- Short problem:
Could you change "pixel coordinates" to "image coordinates" throughout the entries below and write them out again with nothing else altered? Don't include the pictures.

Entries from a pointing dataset
◇ ◇ ◇ ◇
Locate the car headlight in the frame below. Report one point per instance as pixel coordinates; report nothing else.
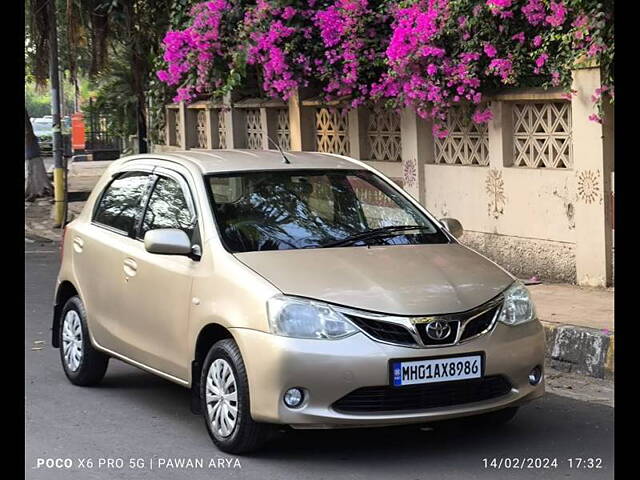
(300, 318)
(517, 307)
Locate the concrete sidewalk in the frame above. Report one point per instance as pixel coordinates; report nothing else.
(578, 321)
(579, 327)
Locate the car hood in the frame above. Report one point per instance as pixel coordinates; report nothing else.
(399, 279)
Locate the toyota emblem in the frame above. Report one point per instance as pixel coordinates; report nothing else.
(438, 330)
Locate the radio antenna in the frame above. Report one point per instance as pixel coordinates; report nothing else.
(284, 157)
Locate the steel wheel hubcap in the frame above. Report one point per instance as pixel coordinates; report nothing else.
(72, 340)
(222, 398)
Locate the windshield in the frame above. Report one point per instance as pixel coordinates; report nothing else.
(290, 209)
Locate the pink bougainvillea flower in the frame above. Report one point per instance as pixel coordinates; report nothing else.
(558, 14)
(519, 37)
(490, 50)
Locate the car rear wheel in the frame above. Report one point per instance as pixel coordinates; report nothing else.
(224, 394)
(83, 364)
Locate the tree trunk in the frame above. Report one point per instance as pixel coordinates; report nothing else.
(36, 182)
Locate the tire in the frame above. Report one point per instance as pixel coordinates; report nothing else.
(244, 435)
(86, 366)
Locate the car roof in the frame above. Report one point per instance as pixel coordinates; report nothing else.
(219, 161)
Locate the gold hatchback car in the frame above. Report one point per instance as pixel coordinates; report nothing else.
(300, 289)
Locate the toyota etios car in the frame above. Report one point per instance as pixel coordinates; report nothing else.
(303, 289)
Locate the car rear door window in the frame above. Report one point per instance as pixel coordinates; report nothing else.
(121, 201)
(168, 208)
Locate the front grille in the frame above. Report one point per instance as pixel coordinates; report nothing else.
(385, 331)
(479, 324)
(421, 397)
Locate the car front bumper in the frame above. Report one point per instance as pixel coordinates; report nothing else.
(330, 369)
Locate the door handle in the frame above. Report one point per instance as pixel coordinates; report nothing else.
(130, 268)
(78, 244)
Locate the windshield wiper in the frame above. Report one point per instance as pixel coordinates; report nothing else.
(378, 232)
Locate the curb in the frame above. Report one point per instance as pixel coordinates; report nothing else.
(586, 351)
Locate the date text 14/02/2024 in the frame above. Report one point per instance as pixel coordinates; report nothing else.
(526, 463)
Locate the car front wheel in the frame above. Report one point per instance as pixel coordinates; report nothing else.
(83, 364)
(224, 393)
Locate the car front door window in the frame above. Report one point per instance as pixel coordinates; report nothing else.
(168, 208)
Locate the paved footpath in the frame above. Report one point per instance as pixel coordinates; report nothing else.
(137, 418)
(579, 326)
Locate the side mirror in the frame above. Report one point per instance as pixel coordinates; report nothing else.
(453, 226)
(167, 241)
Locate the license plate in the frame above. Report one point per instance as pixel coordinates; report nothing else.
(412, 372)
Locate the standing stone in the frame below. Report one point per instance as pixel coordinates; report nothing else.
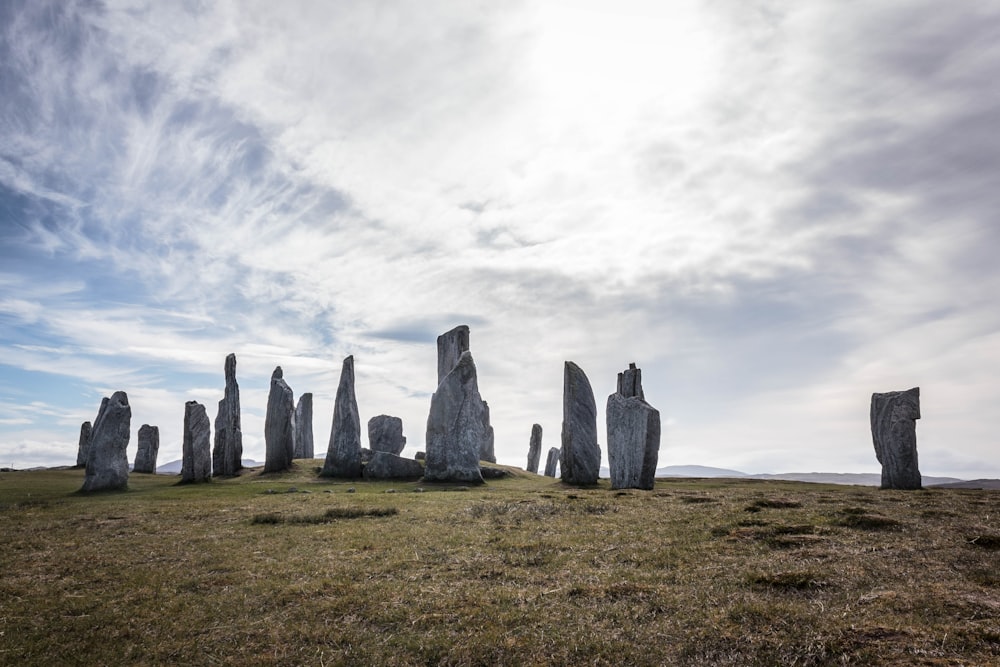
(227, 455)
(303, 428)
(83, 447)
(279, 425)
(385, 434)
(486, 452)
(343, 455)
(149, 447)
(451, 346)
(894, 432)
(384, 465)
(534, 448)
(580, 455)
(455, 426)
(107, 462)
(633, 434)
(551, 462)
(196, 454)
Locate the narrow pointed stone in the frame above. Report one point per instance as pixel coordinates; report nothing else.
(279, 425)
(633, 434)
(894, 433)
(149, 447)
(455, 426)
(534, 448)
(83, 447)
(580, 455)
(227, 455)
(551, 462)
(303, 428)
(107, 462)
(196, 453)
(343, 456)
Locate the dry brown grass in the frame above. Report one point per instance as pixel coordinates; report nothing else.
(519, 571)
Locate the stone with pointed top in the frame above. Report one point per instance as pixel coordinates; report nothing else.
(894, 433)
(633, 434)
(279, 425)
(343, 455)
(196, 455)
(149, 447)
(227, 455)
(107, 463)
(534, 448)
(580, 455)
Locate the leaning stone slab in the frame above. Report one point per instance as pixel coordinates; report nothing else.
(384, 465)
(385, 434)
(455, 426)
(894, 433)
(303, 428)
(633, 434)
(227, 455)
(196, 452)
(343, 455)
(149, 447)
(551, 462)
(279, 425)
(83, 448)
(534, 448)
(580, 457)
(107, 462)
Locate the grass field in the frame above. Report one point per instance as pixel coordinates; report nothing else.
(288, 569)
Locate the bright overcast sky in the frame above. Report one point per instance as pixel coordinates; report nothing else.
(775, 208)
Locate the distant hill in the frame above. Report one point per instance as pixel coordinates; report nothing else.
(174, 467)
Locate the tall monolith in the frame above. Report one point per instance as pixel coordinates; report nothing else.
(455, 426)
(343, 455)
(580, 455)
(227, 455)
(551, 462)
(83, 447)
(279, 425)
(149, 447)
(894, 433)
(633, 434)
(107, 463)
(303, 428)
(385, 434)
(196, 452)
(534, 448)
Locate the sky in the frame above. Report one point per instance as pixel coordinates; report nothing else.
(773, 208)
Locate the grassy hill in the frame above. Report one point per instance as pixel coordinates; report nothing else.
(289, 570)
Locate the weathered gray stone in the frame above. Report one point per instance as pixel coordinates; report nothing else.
◇ ◇ ◇ ◇
- Answer to the exercise:
Locate the car headlight in the frame below. Report one point per instance as image coordinates; report nothing else.
(300, 318)
(517, 307)
Locate the concrete sidewalk in the frame above. Report one point per instance as image coordinates; report nothing else.
(578, 321)
(579, 327)
Locate the car hood in the frame above. Report one point per instance as image coordinates; report nothing else.
(399, 279)
Locate the toyota emblem in the frame above. Report one point per instance as image coordinates; report nothing else.
(438, 330)
Locate the radio antenna in the frame above. Report one point per instance as image coordinates; report nothing else.
(284, 157)
Locate the steel wheel hubcap in the frame above. Report one point per instance as image coordinates; report nothing else.
(72, 340)
(222, 398)
Locate the windshield in the frame above. Report one point per instance as image coordinates; report nothing else.
(290, 209)
Locate the pink bougainvillea flower in the frame above. Report one point per instance as image coordinates; report nothing else.
(558, 14)
(519, 37)
(490, 50)
Locate the car rear wheel in the frame above. Report one point per instance as image coordinates; report nothing else.
(224, 394)
(83, 364)
Locate the tree trunk in the frame above. Report one point per instance as image coordinates; report nothing else.
(36, 182)
Locate the tire in the frame above. Report one point per instance as image coordinates; report nothing else.
(244, 435)
(86, 366)
Locate the car roof in the frame above. Report one point per instance as image coordinates; report nothing else.
(219, 161)
Locate the gold hatchback car in the frame above. Report one point per instance as image coordinates; report nothing else.
(300, 289)
Locate the toyota etios car in the frame above. Report one point per instance as image coordinates; report nothing else.
(303, 289)
Locate the car rear door window in the frame above. Report one point per instance as image coordinates; report nothing else.
(121, 201)
(168, 208)
Locate the front grille in the frame above. Report one point per instance as image coordinates; report nothing else.
(385, 331)
(479, 324)
(421, 397)
Locate the car front bumper in the frame above. Report one point per instance as image coordinates; report nothing else.
(330, 369)
Locate the door handle in the frame above. Report one point per instance as image coordinates; report nothing else.
(130, 268)
(78, 244)
Locate the windshield wiper in the frame above. Report one point per instance as image coordinates; report nothing else.
(378, 232)
Locate the curb in the frame above. Report one point per instance as image coordinates; report nothing else.
(586, 351)
Locate the date text 14/02/2024 in the frame above. Report one point per instance as image coordinates; report nothing else.
(526, 463)
Locate the car front wheel in the frame above. Report one point per instance as image coordinates; report nothing else.
(83, 364)
(224, 393)
Locate the car front door window in the frame above. Report one point per instance as image coordinates; report nothing else.
(168, 208)
Locate the paved footpath in the frame above. Report one point per instance as image coordinates; report nothing else.
(137, 418)
(579, 326)
Locate the side mirror in the frame above. Report one point per instance as image coordinates; report nothing else.
(453, 226)
(167, 241)
Locate the license plate in the frame above. Report one point per instance as image coordinates; report nothing else.
(412, 372)
Locate the standing stone in the frame below. Report one point per instance as image coordinates; report nothing else.
(227, 455)
(303, 428)
(83, 447)
(279, 425)
(385, 434)
(486, 452)
(343, 455)
(149, 447)
(451, 346)
(894, 432)
(384, 465)
(534, 448)
(580, 455)
(455, 426)
(107, 462)
(633, 434)
(551, 462)
(196, 454)
Locate the narrow pointed stone in the frame above. Report one point per instance as image coordinates; report nothing else.
(279, 425)
(633, 434)
(894, 433)
(149, 447)
(455, 426)
(534, 448)
(83, 447)
(580, 455)
(227, 455)
(551, 462)
(303, 428)
(107, 462)
(196, 453)
(343, 456)
Locate the dry brown grass in the frame above. Report one point per instance as image coordinates; report nothing else.
(519, 571)
Locate the stone with pointed top in the frame above. Report one point per instance as image coordinates; report nothing else.
(894, 433)
(633, 434)
(279, 425)
(343, 455)
(196, 455)
(149, 447)
(227, 455)
(107, 463)
(534, 448)
(580, 455)
Locate the leaning stone slab in the frame above. Report one point per instance as image coordinates; report nothing else.
(384, 465)
(385, 434)
(455, 426)
(894, 433)
(303, 428)
(633, 434)
(227, 455)
(196, 452)
(343, 455)
(149, 447)
(551, 462)
(279, 425)
(83, 448)
(534, 448)
(580, 457)
(107, 462)
Locate the grass field in the frame above. Report one point per instance as image coordinates; report nothing else.
(288, 569)
Locate the bright overcast sky in the frame above. Report one point per instance as image coordinates; report nothing else.
(775, 208)
Locate the distant hill in the frame above. Report one point per instance as image coordinates; report nothing else.
(174, 467)
Locate the tall monolith in the frame above. Report one point per instance as image coordinates; report nothing else.
(455, 426)
(343, 455)
(580, 455)
(227, 455)
(551, 462)
(83, 447)
(279, 425)
(149, 447)
(894, 433)
(633, 434)
(107, 463)
(303, 428)
(385, 434)
(196, 452)
(534, 448)
Locate the sky in the frame above. Report one point per instance as image coordinates; report nothing else.
(773, 208)
Locate the grassy hill in the frame above. Report one point per instance as image coordinates; report nothing else.
(289, 570)
Locate the weathered gray stone in the frame above. Report one point per instance as image coordinates; report nothing else.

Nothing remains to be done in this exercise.